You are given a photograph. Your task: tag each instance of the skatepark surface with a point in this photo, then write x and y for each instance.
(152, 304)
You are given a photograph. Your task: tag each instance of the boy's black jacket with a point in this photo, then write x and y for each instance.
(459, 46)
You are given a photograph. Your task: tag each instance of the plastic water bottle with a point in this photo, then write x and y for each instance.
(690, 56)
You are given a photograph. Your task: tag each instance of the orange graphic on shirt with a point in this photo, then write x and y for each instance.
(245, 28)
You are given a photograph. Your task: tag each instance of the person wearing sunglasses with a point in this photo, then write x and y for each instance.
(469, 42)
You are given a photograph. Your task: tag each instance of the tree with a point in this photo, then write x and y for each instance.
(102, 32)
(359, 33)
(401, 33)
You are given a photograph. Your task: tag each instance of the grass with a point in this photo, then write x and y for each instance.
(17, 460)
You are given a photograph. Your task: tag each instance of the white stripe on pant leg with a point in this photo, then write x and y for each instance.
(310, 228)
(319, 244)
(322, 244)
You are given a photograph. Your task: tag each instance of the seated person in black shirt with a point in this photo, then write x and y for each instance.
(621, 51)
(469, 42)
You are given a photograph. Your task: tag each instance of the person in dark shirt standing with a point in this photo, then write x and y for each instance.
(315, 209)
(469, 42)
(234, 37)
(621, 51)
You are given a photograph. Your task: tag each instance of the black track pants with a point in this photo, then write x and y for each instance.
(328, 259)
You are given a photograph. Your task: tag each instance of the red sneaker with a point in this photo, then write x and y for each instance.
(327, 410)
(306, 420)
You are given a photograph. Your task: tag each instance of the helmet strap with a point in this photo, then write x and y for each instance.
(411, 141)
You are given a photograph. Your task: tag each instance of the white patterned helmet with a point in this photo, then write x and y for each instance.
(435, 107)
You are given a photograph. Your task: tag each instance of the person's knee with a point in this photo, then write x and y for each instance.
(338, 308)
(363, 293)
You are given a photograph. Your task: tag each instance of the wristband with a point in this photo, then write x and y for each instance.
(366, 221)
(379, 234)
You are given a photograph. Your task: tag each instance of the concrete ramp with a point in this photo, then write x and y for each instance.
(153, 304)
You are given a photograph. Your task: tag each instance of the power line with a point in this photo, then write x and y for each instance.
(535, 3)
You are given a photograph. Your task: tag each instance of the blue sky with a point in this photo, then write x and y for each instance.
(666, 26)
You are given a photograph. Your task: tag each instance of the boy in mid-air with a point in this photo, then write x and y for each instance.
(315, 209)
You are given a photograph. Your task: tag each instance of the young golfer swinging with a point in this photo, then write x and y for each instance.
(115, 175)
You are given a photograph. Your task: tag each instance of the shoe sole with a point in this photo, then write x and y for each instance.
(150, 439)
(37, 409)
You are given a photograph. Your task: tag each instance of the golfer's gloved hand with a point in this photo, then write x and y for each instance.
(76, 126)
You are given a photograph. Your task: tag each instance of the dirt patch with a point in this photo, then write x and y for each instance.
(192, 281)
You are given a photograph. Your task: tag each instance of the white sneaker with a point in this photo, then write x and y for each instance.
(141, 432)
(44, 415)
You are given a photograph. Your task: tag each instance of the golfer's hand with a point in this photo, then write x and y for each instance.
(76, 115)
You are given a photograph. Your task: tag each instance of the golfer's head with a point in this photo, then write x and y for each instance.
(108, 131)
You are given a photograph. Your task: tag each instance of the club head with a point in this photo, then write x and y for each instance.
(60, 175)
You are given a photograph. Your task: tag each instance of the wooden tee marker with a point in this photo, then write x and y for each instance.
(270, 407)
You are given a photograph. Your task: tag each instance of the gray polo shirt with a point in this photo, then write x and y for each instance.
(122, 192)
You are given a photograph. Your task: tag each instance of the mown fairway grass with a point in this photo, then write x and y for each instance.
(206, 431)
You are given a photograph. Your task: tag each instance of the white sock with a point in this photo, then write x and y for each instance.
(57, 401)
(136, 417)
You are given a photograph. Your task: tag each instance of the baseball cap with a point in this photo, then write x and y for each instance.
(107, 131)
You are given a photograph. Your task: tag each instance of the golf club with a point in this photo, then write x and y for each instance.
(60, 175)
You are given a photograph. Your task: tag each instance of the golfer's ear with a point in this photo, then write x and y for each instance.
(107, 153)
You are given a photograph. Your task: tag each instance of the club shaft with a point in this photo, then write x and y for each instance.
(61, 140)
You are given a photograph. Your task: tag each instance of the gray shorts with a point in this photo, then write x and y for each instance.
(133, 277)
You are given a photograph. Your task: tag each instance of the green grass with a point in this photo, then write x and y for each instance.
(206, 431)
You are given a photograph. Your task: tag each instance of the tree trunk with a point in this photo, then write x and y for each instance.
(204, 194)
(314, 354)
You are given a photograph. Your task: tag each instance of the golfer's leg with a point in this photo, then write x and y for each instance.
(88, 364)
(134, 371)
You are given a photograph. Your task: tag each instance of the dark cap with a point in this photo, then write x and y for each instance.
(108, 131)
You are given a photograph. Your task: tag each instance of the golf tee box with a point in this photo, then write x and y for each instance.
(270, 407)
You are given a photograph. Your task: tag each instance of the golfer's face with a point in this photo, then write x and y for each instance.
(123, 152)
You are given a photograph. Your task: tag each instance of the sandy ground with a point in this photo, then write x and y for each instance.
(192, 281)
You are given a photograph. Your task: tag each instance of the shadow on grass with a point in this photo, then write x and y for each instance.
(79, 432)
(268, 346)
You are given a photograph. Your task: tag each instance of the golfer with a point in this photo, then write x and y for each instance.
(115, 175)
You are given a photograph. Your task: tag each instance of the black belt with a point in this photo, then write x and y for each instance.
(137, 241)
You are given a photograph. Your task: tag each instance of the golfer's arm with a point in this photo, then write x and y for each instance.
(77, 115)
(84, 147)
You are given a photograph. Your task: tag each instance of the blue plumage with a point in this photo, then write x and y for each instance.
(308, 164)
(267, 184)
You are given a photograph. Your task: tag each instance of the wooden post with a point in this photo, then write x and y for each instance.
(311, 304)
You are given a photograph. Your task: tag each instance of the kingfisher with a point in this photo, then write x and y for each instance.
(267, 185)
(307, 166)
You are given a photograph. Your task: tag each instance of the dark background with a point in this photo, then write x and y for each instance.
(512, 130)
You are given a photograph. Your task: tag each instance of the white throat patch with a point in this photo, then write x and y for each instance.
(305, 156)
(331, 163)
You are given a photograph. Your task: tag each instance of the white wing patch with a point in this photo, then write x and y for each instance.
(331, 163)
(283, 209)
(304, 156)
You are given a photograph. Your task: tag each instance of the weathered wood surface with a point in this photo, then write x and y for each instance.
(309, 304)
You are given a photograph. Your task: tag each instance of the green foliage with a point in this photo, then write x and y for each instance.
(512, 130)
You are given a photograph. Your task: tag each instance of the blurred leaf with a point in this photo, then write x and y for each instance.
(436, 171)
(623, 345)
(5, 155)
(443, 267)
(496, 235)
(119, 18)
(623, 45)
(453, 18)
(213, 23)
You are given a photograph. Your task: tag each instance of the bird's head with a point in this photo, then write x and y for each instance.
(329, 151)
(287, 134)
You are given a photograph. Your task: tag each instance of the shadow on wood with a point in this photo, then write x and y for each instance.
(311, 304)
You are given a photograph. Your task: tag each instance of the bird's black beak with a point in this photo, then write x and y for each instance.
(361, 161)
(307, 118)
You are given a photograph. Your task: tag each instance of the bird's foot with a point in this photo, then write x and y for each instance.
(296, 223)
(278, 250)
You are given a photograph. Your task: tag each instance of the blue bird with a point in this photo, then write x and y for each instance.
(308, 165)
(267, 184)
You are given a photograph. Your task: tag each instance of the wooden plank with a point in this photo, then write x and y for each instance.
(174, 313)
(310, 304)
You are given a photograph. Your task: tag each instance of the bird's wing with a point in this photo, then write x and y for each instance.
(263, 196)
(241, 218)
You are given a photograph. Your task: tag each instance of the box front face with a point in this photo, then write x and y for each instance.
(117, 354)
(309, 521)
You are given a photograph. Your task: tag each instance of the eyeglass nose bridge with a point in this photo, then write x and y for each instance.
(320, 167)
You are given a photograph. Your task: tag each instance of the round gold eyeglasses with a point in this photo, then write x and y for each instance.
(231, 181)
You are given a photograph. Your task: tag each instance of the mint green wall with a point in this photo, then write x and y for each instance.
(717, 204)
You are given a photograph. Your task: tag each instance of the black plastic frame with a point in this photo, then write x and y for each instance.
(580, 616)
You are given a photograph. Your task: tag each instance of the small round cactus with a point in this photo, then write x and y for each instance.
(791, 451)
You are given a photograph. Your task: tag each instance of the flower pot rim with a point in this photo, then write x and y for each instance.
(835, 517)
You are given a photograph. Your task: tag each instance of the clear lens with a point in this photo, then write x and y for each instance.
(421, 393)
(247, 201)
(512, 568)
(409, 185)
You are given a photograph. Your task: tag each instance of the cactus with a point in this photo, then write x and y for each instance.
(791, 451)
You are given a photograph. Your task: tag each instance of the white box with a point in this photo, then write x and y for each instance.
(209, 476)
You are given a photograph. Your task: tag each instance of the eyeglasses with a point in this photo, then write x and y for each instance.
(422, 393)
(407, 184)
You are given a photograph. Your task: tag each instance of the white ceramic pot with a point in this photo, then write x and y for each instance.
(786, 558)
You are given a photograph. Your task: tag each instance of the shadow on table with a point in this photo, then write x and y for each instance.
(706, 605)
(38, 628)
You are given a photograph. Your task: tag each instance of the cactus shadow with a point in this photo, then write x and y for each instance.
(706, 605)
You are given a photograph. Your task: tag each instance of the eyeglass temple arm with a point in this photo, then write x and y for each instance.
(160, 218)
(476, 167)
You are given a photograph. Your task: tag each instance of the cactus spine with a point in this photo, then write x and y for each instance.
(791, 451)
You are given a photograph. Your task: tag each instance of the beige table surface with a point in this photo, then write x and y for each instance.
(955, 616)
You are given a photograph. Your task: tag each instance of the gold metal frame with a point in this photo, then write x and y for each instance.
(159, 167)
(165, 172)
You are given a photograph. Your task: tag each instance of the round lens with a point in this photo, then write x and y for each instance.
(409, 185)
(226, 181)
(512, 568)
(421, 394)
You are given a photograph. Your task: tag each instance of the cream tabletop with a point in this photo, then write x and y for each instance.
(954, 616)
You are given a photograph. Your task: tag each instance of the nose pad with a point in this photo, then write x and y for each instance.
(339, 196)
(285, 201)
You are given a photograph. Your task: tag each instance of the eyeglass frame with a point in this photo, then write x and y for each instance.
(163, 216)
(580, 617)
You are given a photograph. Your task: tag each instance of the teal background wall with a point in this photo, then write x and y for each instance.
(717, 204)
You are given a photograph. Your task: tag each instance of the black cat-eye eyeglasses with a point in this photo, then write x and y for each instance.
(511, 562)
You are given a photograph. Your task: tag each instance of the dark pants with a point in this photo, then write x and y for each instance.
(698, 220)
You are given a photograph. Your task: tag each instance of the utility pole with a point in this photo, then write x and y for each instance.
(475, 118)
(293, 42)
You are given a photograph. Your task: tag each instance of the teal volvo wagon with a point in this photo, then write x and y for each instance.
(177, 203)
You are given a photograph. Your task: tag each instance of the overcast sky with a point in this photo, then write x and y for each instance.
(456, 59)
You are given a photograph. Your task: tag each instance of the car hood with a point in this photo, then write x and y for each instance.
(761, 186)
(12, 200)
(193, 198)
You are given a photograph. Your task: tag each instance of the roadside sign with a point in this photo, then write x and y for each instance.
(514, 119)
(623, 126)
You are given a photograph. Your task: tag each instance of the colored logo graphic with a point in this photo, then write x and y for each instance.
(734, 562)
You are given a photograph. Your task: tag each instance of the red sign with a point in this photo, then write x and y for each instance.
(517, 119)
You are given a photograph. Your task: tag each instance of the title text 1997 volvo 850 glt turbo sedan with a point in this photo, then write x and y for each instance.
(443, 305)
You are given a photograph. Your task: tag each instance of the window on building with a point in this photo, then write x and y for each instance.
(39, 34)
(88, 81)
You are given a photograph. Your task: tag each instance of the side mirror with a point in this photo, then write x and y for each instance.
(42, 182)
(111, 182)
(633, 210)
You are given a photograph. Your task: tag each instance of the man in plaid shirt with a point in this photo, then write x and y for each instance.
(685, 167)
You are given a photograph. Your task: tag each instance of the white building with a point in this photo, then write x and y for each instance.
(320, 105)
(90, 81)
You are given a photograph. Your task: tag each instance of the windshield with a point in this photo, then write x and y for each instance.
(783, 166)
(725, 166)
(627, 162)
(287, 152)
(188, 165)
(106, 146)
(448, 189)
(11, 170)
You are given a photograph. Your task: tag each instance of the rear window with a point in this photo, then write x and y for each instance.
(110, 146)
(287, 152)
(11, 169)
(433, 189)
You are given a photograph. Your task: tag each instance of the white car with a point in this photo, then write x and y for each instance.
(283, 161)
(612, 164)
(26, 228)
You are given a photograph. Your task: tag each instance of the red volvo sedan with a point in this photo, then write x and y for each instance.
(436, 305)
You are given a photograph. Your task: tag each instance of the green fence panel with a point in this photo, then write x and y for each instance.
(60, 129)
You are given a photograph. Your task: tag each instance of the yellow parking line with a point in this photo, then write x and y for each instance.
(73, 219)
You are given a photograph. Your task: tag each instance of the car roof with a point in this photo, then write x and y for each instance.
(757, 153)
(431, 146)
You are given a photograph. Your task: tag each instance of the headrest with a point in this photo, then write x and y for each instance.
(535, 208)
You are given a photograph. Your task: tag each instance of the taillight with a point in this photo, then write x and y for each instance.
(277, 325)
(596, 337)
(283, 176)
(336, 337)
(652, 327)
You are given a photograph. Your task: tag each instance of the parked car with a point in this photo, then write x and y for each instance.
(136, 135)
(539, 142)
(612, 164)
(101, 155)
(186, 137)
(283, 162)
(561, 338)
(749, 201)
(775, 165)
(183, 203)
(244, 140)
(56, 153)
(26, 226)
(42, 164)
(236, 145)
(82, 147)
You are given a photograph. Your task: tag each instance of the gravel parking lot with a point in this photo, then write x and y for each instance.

********

Task brief: Return, unchanged, each line from the line containing "the green fence" through the last line of the material.

In response:
You are given a photograph. Your task: tag each instance of the green fence panel with a point in this photo, then write x and y for each instance.
(60, 129)
You are given a photograph. Your task: tag each instance of the yellow parking line with a point in this photo, then write x and y for each instance.
(73, 219)
You are given a photograph. Your task: tag each instance of the car roof with a point in this photo, then write x and y for each instance.
(757, 153)
(431, 146)
You are given a photograph. Your task: tag each instance of the headrest with a point in this photo, then write x and y for each instance.
(535, 208)
You are given a photograph. Your task: tag each instance of the taillight with a point in this photo, then write x and y for each instance.
(277, 325)
(596, 337)
(283, 176)
(336, 337)
(652, 327)
You are given a photograph. Your task: tag each instance of the parked car with a point in this photo, then write x and y for each instance.
(136, 135)
(539, 142)
(612, 164)
(101, 155)
(186, 137)
(283, 162)
(561, 338)
(749, 201)
(775, 165)
(183, 203)
(244, 140)
(56, 153)
(26, 226)
(42, 164)
(236, 145)
(82, 147)
You are given a photograph. Your task: tag each instance of the gravel parking lot with a point in this photo, then write x and y for each instance.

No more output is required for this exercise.